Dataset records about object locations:
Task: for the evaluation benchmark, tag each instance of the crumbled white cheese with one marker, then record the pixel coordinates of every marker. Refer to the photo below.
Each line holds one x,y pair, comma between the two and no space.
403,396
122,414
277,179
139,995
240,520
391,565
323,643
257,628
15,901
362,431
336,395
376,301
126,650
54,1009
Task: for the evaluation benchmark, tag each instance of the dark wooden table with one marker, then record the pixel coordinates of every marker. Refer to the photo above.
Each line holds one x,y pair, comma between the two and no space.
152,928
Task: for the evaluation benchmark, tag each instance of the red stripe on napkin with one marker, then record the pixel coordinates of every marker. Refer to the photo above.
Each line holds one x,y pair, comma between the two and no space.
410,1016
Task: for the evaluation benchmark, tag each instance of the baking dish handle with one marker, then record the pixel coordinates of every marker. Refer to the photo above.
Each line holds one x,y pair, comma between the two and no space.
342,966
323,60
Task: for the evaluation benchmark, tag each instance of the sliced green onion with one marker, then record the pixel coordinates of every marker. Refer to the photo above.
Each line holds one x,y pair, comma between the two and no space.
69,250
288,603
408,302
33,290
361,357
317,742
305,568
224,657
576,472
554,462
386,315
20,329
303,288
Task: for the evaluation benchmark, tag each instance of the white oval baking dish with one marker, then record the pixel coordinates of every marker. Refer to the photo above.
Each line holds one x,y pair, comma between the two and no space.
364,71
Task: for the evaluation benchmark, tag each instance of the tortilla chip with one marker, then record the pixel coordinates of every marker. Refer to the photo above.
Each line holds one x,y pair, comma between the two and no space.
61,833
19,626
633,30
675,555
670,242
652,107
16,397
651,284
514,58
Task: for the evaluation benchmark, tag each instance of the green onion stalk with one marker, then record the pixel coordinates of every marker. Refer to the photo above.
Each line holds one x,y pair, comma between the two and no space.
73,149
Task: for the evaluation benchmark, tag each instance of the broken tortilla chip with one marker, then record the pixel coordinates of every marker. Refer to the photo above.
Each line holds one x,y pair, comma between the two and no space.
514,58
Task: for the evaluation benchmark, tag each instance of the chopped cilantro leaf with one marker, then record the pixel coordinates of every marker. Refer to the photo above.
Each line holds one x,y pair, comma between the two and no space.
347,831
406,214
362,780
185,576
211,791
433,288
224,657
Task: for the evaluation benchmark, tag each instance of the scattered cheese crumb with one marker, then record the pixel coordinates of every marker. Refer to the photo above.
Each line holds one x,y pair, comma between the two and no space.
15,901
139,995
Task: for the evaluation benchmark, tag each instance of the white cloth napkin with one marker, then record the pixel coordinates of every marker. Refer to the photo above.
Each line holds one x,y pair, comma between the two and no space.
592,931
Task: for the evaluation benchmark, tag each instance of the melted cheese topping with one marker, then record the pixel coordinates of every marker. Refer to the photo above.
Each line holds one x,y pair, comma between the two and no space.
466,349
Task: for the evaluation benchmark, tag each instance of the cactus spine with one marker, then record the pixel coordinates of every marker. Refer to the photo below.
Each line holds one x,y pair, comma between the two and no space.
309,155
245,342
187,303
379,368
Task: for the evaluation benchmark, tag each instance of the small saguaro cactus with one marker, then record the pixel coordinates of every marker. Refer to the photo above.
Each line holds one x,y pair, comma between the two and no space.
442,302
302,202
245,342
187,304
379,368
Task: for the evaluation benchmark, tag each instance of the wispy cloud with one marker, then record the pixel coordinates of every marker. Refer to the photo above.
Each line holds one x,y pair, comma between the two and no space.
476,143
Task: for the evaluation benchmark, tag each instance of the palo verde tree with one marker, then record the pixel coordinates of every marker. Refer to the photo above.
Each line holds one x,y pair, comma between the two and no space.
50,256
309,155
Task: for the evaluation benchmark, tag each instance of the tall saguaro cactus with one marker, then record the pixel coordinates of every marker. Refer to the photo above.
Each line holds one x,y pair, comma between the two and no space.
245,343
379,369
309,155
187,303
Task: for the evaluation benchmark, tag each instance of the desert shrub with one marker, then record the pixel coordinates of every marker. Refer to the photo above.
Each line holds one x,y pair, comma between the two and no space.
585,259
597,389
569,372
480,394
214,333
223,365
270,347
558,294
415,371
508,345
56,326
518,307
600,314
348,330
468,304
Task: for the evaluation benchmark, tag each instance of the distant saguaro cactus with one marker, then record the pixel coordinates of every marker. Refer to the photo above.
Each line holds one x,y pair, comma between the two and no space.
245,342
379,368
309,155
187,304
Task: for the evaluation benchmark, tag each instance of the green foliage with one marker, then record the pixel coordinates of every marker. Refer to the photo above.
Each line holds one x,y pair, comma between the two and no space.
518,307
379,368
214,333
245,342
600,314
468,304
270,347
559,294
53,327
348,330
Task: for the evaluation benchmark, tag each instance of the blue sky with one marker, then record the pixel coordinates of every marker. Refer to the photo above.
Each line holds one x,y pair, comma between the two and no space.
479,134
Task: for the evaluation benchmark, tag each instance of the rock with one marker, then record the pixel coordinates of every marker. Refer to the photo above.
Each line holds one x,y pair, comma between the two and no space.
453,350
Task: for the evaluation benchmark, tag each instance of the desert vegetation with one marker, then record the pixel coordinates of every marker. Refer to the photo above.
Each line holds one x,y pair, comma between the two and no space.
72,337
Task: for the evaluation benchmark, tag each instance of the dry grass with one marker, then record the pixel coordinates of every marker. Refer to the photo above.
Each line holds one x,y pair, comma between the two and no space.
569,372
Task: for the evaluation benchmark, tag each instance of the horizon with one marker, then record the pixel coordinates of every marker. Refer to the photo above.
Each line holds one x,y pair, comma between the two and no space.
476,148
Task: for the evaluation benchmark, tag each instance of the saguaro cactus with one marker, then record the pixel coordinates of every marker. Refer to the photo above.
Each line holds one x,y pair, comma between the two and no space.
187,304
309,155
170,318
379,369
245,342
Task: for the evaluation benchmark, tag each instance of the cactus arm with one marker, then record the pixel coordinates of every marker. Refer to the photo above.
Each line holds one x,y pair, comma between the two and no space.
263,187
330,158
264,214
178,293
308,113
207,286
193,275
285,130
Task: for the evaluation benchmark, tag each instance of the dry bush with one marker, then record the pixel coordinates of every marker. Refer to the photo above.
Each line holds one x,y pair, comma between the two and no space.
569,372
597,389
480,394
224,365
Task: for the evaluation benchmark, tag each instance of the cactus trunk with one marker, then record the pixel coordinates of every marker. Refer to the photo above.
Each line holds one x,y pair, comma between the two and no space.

[REQUEST]:
Each entry is to be returned in full, character for character.

[COMPLETE ANSWER]:
Task: for the evaluation benchmark, tag each instance of the crumbled white cheese with one marker, then record the pixel coordinates of every marker. Refer to the photo below.
Each line holds one x,y pair, comma between the two and no space.
403,396
122,414
277,179
139,995
240,520
391,565
323,643
257,628
15,901
362,431
336,395
376,301
126,650
54,1009
Task: for the evaluation benchmark, tag each instance of the dark wooden table with one marker, then record the pixel coordinates of every marker. Refer to the photo above.
Each line holds one x,y pair, comma between the two and no space.
152,928
Task: for the evaluation benchmark, tag each instance of the red stripe on napkin with one marker, then record the pixel coordinates of every marker. Refer to the photo above.
Each line holds one x,y pair, comma between the two and no space.
410,1016
Task: for the evaluation benchmark, tag each instance of the baking dish handle with one marker, then record the pixel coordinates of every marker. Refer to the photo above.
Each line holds one x,y pair, comma between the two and no space.
342,966
323,60
Task: for the evaluation benchmark, tag each instance of the sliced green onion with one marker, then record the pixel coordinates of every marker. Refer to the photo above.
Each line holds one x,y pair, comma between the two and no space.
69,250
288,603
408,302
33,290
361,357
317,742
305,568
224,657
576,472
554,462
386,315
20,329
303,288
Task: for the evaluation benchmark, tag each instance of the white oval baking dish with one marker, then record the pixel coordinates of every marker. Refer to the photo above.
Each line holds one x,y pair, comma between the two and no space.
364,71
Task: for the evaluation benchmark, tag each instance of the tortilla chip with one marker, then record the pixel coordinates of every marker. Refer to the photo above.
Each line holds one x,y pair, comma between the two and no space.
61,833
19,626
633,30
675,555
670,242
652,107
16,397
651,284
514,58
Task: for the evaluation benchmark, tag each instance of the green onion stalk with one marker, then record the pixel coordinates of every marker. Refer to the photo above.
Each line holds one x,y pair, comma between the two and no space.
73,149
Task: for the evaluation benchmark, tag each instance of the broken tortilla chip with one marker, then record the pixel coordinates of every marker. Refer to the photo above.
Each line holds one x,y pair, comma between the two and no space.
514,58
Task: for the evaluation benchmark, tag each instance of the chopped cilantro leaf with one marker, then record the pixel coordinates of every marker. Refer to the photo above.
Each line holds one x,y pair, comma between the two and no space.
347,831
406,214
362,780
185,576
211,791
433,288
224,657
Task: for the evaluation benchmark, tag each instance of the scattered cheese crumb with one marker, then record the pixel coordinates of every marker. Refer to the photo above.
Each line holds one x,y pair, comma between the two and no space.
15,901
139,995
Task: for the evaluation benchmark, tag each instance of the white cloth napkin with one marker, then record the pixel coordinates of every marker. Refer to the photo above.
Each line holds one x,y pair, comma between the two and no space.
592,931
Task: for the evaluation benchmark, tag each instance of the melted cheese topping with one marker, then record the pixel coordinates of every marker. Refer to the photo above.
Each line holds one x,y pair, comma between the two and no space.
466,349
Task: for the evaluation benchmark, tag each instance of the cactus spine with one marker, then record the pixel coordinates of every marker. Refer to the photo below.
Each line holds one x,y pair, comma between the two and no space.
309,155
245,342
187,303
379,368
Task: for the evaluation benchmark, tag each instance of the small saguaro cactus with one marker, then record the pixel coordinates of every marker. Refer to the photo above.
Each line holds one x,y pair, comma between the two and no space.
442,302
302,202
245,342
187,304
379,368
Task: for the evaluation benchmark, tag each instance of the wispy cloud with one marker, then record the pixel coordinates of every marker. Refer to the photo above.
Each line holds one x,y pair, comma between the two and no space.
476,143
Task: for the evaluation benchmark, tag each instance of the palo verde tree with one marker, then record the pixel coordinates of every marker. Refer to the photo above.
Each line holds one x,y pair, comma between the two and no space.
50,256
309,155
Task: for the evaluation benchmark, tag each instance of the tall saguaro cactus with one marker, then record the pixel coordinates of every marker. Refer to the photo above.
Each line holds one x,y pair, comma between the two and no space.
245,343
379,369
309,155
187,303
Task: for the evaluation benchmark, tag each instance of the desert shrub with one marker, then record the pixel coordinates of every marker. Refer to the photo above.
Each line holds one x,y pair, comma between the two and no space.
585,259
597,389
569,372
480,394
214,333
223,365
270,347
558,294
415,371
508,345
56,326
518,307
600,314
348,330
468,304
Task: for the evaluation benchmark, tag each instance of the distant saguaro cactus with one marker, then record the pixel coordinates of every marker. Refer to the photo above.
Each line holds one x,y pair, comma between the two and no space.
245,342
379,368
309,155
187,304
Task: for the evaluation benchmark, tag each instance of the green foliage with one marker, then record the pixel coordinates of every marker. Refer to the photo above.
Each line holds one x,y pair, comma between the two and no space.
518,307
379,368
214,333
245,342
600,314
468,304
270,347
559,294
53,327
348,330
Task: for the evaluation benchmark, tag each instance of the blue sky with one marker, then record the pixel coordinates of every marker. Refer to the photo above.
Each line holds one x,y pair, comma between the two and no space.
479,134
Task: for the evaluation benchmark, tag each instance of the rock with one marker, then record the pixel coordinates of every marker. Refer to the photo above.
Each line holds one x,y pair, comma between the two and no space.
453,350
Task: for the evaluation benchmark, tag each instance of the desert vegetation with one marker, then record the pixel coordinates of every marker. Refer to the photo above.
Each line holds one x,y pair, comma between the two and no space.
72,337
Task: for the evaluation benchmark, tag each instance of the dry grass with one marker, then record the pixel coordinates of every marker. Refer to the photo above.
Each line holds one x,y pair, comma between the two and no space.
569,372
Task: for the evaluation benchmark, tag each instance of the horizon with one marker, then record the pixel coordinates of every marker. Refer to the photo above.
Each line holds one x,y pair, comma between the two and no space.
476,148
Task: for the evaluation benchmark, tag each instance of the saguaro cactus with one marker, then record the pixel coordinates of every marker. Refer to the photo above.
Each line holds one x,y pair, comma between the two and no space.
187,304
309,155
170,318
379,369
245,342
Task: for the evaluation benchmark, tag each instance of the cactus arm with one marker, then record the pixel coordinates of every marker. Refer to the photo above.
Each line holds one x,y pair, comma between the two and no space.
263,187
330,158
264,214
178,293
308,113
207,286
193,275
285,130
Task: for the evaluation benchmark, tag each instance of the dry bush with one marker, then record the pixel coordinates of every marker. Refer to the photo above.
Each line holds one x,y pair, comma between the two and no space.
569,372
597,389
480,394
224,365
Task: for the evaluation benchmark, tag each instance of the cactus trunk with one marker, then record the pixel coordinates of every marker. Refer to the photo above.
Each line holds one x,y pair, comma between the two and no space.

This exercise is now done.